To do →
Return each line in the records below that includes "hardwood".

Supplied entries →
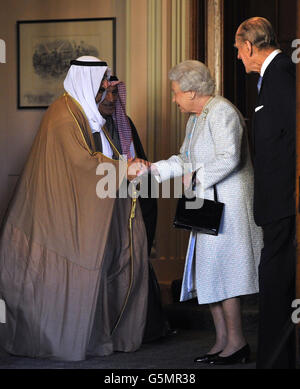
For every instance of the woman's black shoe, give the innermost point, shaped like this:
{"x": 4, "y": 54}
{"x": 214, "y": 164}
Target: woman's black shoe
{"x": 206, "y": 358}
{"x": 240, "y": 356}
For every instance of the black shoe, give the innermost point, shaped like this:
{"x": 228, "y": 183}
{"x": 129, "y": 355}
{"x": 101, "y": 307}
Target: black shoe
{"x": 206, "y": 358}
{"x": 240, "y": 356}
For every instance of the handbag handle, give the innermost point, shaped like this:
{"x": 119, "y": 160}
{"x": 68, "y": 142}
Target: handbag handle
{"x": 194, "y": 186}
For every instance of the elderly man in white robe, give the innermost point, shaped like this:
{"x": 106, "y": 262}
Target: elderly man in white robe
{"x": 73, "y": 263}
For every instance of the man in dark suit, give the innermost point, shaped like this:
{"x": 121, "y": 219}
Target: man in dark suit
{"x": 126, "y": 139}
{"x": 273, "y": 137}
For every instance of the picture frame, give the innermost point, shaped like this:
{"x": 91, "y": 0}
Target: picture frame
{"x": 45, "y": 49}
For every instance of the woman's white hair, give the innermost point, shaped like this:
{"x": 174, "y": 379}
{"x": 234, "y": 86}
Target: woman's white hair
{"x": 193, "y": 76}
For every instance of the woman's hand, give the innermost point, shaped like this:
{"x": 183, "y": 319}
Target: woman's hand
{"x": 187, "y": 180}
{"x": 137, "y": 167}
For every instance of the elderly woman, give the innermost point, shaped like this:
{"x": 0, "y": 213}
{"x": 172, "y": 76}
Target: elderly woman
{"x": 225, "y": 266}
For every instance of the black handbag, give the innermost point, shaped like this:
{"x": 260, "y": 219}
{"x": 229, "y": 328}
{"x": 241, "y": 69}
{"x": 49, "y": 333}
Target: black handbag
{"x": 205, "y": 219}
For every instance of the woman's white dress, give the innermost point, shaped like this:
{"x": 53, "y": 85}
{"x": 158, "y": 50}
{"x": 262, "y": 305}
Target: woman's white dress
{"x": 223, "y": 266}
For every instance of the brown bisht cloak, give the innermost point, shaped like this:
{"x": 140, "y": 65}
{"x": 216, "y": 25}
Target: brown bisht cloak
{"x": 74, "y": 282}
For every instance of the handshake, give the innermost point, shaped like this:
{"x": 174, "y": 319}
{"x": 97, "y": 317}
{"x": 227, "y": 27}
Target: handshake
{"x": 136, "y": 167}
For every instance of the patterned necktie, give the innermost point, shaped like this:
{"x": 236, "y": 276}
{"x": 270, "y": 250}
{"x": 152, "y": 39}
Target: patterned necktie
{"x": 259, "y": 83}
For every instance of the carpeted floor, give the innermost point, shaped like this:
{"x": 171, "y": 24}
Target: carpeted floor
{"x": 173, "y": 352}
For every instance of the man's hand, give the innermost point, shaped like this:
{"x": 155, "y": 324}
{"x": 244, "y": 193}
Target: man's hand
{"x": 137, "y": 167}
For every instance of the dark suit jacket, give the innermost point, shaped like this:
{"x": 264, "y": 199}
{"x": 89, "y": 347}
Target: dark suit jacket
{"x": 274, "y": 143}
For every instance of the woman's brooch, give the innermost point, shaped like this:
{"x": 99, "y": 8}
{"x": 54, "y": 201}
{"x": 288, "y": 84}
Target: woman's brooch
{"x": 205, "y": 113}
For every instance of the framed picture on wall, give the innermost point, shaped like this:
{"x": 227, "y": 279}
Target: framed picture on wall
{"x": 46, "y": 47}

==

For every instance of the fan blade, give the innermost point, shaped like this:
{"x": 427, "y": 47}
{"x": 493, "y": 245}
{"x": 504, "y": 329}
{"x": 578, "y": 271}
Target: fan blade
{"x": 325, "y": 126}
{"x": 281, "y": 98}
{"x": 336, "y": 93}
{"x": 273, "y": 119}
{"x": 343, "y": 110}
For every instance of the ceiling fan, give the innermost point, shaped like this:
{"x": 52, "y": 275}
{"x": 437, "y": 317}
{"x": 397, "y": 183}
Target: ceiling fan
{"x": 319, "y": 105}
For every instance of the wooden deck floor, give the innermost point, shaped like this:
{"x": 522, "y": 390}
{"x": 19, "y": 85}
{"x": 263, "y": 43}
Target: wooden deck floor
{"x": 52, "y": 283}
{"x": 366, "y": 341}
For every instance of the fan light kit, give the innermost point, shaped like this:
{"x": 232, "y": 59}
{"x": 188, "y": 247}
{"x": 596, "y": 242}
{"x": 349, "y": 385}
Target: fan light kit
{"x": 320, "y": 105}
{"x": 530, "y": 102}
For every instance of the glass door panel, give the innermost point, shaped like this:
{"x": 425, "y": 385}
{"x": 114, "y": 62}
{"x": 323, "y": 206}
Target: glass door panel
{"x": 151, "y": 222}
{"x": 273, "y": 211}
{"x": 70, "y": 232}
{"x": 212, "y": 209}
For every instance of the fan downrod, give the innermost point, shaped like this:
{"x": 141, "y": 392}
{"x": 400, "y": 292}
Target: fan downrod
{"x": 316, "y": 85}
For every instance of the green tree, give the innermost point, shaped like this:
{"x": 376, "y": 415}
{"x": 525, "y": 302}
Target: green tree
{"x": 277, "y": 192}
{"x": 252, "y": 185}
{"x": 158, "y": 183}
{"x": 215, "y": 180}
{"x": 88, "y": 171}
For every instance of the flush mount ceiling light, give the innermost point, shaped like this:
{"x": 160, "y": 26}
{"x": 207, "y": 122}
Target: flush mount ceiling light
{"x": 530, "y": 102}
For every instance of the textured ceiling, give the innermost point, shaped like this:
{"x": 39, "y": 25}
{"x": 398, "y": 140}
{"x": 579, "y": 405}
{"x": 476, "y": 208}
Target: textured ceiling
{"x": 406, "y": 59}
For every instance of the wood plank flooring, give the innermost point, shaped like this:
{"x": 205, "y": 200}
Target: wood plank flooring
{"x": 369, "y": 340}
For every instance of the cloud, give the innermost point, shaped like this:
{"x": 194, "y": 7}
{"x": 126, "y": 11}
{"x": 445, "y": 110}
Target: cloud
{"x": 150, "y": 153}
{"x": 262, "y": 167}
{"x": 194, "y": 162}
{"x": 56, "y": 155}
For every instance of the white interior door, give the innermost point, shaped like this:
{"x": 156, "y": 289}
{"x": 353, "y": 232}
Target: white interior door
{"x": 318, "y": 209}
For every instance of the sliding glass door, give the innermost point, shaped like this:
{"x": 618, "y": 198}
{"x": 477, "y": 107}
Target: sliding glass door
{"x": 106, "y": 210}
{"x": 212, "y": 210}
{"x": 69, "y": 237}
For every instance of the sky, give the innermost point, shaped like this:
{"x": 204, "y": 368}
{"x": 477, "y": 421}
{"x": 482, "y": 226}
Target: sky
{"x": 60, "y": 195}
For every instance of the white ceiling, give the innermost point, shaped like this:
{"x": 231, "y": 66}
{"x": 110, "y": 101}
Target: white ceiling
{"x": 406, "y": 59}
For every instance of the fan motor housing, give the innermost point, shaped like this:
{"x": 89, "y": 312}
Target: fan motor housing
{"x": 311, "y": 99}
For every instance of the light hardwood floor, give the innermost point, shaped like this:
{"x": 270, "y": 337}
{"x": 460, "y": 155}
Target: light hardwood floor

Solution for this task →
For every instance of the light hardwood floor, give the innermost point, shaped like this:
Target: light hardwood floor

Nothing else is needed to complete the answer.